• Task details
Tally the lines of the data below that contain the string "garage", and give only the resulting number.

• Region labeling data
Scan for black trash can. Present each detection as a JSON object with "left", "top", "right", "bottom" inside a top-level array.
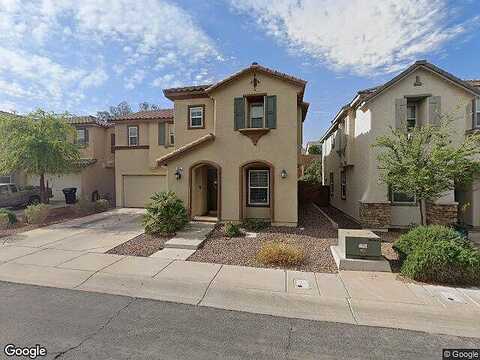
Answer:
[{"left": 62, "top": 188, "right": 77, "bottom": 204}]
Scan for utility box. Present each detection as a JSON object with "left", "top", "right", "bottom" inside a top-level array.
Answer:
[{"left": 338, "top": 229, "right": 382, "bottom": 260}]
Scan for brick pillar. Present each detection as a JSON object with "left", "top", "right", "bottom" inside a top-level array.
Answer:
[
  {"left": 360, "top": 202, "right": 392, "bottom": 229},
  {"left": 426, "top": 202, "right": 458, "bottom": 225}
]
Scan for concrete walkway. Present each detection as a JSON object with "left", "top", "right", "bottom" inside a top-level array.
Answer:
[{"left": 0, "top": 209, "right": 480, "bottom": 338}]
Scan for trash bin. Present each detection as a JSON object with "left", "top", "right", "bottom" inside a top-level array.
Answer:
[{"left": 62, "top": 188, "right": 77, "bottom": 204}]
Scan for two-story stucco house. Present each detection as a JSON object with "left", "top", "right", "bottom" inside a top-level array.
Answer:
[
  {"left": 115, "top": 63, "right": 308, "bottom": 226},
  {"left": 321, "top": 61, "right": 480, "bottom": 229},
  {"left": 25, "top": 116, "right": 115, "bottom": 201}
]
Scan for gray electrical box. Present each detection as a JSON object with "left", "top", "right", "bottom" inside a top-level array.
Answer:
[{"left": 338, "top": 229, "right": 382, "bottom": 260}]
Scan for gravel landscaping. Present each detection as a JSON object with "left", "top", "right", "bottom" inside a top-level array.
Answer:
[{"left": 106, "top": 234, "right": 172, "bottom": 256}]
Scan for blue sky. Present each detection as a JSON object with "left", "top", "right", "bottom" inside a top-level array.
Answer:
[{"left": 0, "top": 0, "right": 480, "bottom": 141}]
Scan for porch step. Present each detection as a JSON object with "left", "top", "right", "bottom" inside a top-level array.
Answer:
[{"left": 165, "top": 222, "right": 215, "bottom": 250}]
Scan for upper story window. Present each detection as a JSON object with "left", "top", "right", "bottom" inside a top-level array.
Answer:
[
  {"left": 188, "top": 105, "right": 205, "bottom": 129},
  {"left": 407, "top": 104, "right": 418, "bottom": 129},
  {"left": 75, "top": 128, "right": 88, "bottom": 146},
  {"left": 127, "top": 125, "right": 138, "bottom": 146}
]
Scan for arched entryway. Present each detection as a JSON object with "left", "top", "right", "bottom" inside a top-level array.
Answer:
[
  {"left": 239, "top": 160, "right": 275, "bottom": 222},
  {"left": 189, "top": 161, "right": 222, "bottom": 220}
]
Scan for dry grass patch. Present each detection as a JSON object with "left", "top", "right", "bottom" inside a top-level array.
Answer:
[{"left": 256, "top": 241, "right": 305, "bottom": 267}]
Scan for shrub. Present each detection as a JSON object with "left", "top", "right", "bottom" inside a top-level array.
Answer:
[
  {"left": 74, "top": 197, "right": 95, "bottom": 214},
  {"left": 95, "top": 199, "right": 110, "bottom": 212},
  {"left": 256, "top": 241, "right": 305, "bottom": 266},
  {"left": 0, "top": 213, "right": 10, "bottom": 229},
  {"left": 394, "top": 225, "right": 480, "bottom": 285},
  {"left": 143, "top": 191, "right": 188, "bottom": 235},
  {"left": 225, "top": 223, "right": 242, "bottom": 237},
  {"left": 242, "top": 219, "right": 270, "bottom": 231},
  {"left": 0, "top": 209, "right": 17, "bottom": 224},
  {"left": 25, "top": 204, "right": 49, "bottom": 224}
]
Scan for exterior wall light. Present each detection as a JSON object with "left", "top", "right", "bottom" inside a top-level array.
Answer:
[{"left": 175, "top": 167, "right": 183, "bottom": 180}]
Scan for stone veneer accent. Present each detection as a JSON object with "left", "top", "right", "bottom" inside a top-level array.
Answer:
[
  {"left": 360, "top": 202, "right": 392, "bottom": 229},
  {"left": 427, "top": 203, "right": 458, "bottom": 225}
]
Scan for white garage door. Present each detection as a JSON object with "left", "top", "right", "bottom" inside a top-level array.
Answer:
[{"left": 123, "top": 175, "right": 167, "bottom": 208}]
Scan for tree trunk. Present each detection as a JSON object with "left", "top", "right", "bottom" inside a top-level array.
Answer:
[
  {"left": 40, "top": 174, "right": 47, "bottom": 204},
  {"left": 419, "top": 199, "right": 427, "bottom": 225}
]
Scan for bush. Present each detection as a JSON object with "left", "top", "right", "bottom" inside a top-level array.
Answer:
[
  {"left": 143, "top": 191, "right": 188, "bottom": 235},
  {"left": 394, "top": 225, "right": 480, "bottom": 285},
  {"left": 256, "top": 241, "right": 305, "bottom": 266},
  {"left": 225, "top": 223, "right": 242, "bottom": 237},
  {"left": 25, "top": 204, "right": 49, "bottom": 224},
  {"left": 74, "top": 197, "right": 95, "bottom": 214},
  {"left": 0, "top": 209, "right": 17, "bottom": 225},
  {"left": 0, "top": 213, "right": 10, "bottom": 229},
  {"left": 242, "top": 219, "right": 270, "bottom": 231},
  {"left": 95, "top": 199, "right": 110, "bottom": 212}
]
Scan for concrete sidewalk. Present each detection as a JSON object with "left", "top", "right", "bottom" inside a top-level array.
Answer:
[{"left": 0, "top": 245, "right": 480, "bottom": 337}]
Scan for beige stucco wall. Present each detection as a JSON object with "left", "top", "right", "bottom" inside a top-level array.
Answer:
[
  {"left": 322, "top": 69, "right": 478, "bottom": 226},
  {"left": 164, "top": 74, "right": 300, "bottom": 225}
]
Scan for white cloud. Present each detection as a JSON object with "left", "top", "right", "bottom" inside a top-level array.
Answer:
[
  {"left": 230, "top": 0, "right": 474, "bottom": 75},
  {"left": 0, "top": 0, "right": 222, "bottom": 107}
]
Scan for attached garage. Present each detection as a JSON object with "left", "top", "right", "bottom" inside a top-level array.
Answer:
[{"left": 123, "top": 175, "right": 167, "bottom": 208}]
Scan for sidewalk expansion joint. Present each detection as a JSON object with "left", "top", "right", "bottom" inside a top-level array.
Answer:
[{"left": 197, "top": 264, "right": 223, "bottom": 306}]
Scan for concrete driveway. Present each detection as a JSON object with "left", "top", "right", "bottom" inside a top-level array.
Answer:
[{"left": 0, "top": 209, "right": 143, "bottom": 253}]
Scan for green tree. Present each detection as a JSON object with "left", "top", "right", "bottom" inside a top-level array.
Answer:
[
  {"left": 373, "top": 116, "right": 480, "bottom": 225},
  {"left": 301, "top": 160, "right": 322, "bottom": 184},
  {"left": 0, "top": 110, "right": 80, "bottom": 203}
]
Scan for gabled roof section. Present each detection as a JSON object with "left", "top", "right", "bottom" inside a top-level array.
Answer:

• The reply
2